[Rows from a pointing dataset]
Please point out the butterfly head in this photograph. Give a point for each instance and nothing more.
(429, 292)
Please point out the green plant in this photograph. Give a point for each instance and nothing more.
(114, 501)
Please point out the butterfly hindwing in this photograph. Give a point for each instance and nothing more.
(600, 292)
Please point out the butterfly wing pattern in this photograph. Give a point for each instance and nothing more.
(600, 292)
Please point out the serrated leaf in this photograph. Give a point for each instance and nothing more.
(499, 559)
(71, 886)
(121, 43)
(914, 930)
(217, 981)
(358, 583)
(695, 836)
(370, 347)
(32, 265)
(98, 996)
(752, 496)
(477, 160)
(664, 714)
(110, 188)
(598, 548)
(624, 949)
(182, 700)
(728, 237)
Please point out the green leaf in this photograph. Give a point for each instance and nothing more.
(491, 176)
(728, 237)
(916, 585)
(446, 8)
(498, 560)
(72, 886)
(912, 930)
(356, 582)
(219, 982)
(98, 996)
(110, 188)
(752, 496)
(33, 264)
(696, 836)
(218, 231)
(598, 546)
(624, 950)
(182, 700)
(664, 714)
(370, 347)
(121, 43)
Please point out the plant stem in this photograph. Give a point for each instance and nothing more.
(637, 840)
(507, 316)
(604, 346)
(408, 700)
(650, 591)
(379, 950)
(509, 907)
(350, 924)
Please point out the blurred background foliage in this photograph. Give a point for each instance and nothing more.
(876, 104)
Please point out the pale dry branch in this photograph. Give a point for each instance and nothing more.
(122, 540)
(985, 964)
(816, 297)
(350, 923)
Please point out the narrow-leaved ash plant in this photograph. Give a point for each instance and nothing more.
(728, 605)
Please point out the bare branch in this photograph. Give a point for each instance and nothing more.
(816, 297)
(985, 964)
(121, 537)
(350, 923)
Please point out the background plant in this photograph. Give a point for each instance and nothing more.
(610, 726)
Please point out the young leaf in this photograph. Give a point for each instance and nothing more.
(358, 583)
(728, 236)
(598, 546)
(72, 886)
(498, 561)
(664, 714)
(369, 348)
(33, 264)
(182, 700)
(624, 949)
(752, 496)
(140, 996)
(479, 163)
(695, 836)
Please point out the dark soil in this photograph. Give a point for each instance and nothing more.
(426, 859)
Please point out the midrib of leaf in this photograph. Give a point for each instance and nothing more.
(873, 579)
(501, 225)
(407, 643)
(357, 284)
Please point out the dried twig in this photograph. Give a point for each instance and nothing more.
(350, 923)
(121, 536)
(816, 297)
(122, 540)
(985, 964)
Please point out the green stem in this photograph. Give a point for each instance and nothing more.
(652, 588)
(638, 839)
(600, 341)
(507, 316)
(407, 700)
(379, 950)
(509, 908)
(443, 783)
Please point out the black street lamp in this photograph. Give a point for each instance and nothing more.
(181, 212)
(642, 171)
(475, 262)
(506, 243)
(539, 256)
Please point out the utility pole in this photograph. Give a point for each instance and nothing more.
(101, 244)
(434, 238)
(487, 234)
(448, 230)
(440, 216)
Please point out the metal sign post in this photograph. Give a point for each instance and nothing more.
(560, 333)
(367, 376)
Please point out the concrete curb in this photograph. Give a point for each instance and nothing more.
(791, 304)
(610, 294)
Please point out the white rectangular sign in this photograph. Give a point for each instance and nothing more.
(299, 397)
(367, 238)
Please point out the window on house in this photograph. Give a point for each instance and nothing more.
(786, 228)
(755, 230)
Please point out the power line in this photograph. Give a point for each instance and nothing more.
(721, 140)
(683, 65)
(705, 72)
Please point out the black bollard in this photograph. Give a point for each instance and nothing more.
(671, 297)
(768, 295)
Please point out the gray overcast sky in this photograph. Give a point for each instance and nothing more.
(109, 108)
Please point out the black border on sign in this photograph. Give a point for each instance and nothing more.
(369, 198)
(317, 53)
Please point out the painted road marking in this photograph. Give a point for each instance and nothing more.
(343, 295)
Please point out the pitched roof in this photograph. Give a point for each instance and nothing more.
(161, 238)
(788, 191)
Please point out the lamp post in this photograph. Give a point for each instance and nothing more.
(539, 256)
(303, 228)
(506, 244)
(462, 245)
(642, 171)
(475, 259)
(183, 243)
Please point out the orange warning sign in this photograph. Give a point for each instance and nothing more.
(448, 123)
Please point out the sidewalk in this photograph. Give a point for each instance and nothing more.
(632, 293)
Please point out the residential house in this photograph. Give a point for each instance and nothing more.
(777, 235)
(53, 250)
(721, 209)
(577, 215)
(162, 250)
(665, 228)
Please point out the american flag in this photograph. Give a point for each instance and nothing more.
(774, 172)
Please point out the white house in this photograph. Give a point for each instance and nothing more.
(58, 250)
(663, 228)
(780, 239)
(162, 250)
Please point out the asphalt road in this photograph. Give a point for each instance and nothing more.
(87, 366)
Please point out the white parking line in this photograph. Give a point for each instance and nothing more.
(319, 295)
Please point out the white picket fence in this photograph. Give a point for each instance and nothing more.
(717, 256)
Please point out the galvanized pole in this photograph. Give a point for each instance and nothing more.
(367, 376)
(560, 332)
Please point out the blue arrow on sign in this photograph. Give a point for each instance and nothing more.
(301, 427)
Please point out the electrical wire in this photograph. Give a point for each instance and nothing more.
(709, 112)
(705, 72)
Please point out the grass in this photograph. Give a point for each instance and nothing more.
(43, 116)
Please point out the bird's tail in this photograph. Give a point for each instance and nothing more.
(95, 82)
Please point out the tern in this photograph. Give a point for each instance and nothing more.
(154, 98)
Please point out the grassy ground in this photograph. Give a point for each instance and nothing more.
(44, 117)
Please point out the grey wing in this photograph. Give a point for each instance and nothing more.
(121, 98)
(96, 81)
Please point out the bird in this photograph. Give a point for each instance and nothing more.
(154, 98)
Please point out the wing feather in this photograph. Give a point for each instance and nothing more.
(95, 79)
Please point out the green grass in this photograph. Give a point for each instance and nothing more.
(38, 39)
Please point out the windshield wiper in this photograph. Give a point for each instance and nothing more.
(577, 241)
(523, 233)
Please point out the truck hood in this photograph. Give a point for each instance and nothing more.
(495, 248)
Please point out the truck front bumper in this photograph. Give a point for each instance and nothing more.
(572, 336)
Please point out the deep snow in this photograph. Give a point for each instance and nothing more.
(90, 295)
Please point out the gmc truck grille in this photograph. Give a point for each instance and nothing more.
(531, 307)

§ **Your objective**:
Everything from the line that contains "Please point out the green grass" through the end of the records must be duplicated exactly, and nothing outside that range.

§ **Completed task**:
Please point out the green grass in this photograph. Give a point for each instance and nothing more.
(38, 39)
Please point out the windshield wiper in this photograph. Give a point for each instance and nothing more.
(577, 241)
(523, 233)
Please point out the truck hood in this photograph. Give a point for each instance and nothing more.
(495, 248)
Please point out the truck front bumper in this photograph. Give a point for each instance and nothing more.
(572, 336)
Please point out the deep snow in this photograph. Give a point for each instance and nothing more.
(90, 295)
Please point out the gmc truck grille in this photograph. Give a point for each instance and nothing more.
(531, 307)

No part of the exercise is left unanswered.